## Extracted entries
((
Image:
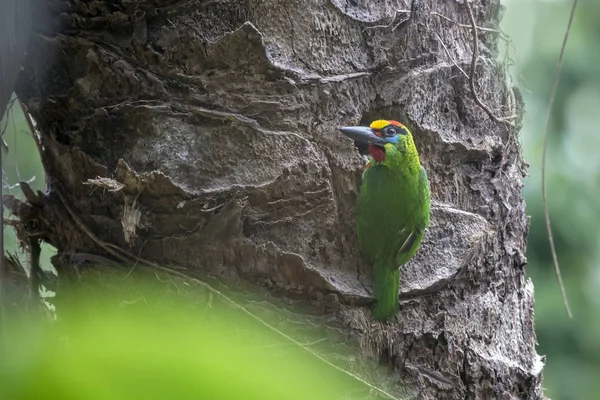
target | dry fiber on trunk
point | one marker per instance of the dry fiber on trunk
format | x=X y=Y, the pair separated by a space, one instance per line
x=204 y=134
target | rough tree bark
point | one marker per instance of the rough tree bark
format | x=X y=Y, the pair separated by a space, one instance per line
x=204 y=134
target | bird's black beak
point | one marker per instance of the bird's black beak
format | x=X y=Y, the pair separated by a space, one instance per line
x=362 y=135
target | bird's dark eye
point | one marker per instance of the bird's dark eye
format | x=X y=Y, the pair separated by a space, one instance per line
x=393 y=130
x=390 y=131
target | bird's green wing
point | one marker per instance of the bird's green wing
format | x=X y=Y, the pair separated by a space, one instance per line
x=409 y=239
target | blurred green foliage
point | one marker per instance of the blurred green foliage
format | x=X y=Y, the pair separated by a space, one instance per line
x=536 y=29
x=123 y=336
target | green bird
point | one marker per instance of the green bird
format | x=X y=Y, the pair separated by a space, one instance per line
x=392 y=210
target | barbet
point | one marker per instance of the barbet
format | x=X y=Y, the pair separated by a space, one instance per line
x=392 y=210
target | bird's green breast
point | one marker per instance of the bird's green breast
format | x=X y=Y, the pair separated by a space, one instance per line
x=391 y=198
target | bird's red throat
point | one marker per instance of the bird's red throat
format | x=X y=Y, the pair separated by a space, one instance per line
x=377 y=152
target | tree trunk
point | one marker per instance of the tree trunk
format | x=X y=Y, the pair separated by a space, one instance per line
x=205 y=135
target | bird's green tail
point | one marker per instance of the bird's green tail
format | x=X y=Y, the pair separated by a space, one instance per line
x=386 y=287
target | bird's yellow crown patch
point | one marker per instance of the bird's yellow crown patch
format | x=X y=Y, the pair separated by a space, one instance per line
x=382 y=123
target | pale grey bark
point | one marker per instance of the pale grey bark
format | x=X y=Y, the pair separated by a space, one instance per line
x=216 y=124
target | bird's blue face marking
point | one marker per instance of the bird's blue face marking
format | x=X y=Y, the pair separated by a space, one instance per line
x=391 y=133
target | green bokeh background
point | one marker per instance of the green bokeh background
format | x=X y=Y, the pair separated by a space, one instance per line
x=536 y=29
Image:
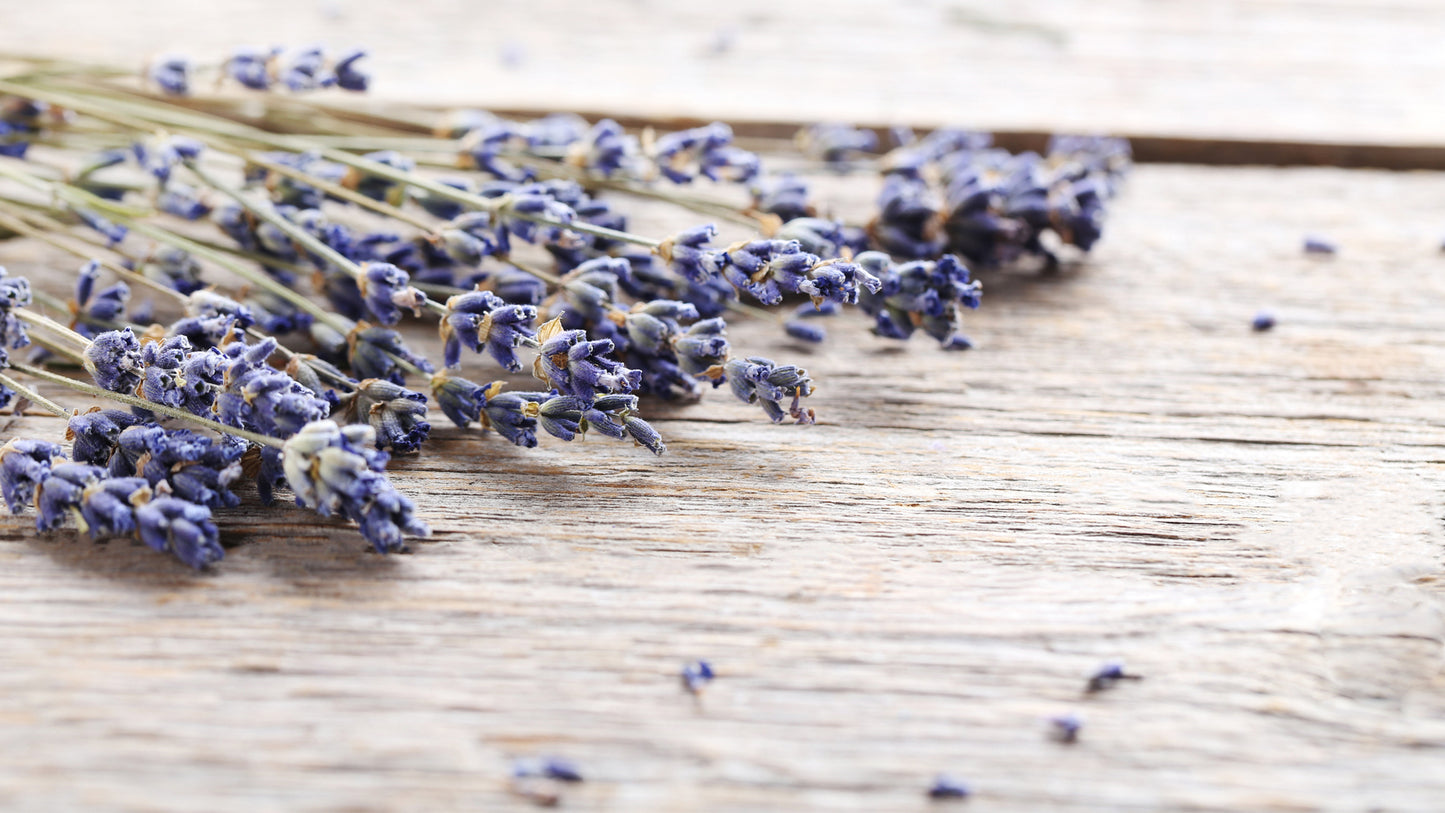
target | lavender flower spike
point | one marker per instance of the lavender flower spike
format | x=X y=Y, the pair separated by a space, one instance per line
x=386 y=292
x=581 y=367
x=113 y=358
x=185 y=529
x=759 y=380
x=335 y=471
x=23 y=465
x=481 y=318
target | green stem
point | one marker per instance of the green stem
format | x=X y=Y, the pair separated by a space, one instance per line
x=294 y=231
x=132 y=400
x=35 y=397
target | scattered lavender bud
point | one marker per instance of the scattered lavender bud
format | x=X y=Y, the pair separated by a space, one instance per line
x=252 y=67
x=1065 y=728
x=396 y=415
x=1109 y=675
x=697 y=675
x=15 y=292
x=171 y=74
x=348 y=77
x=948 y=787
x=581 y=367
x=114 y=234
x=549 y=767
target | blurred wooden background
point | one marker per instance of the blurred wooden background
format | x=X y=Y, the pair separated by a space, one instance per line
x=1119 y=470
))
## Assignment
Could you tally the lines of the listing above that contain the word "blurred"? Give the number by itself.

## Answer section
4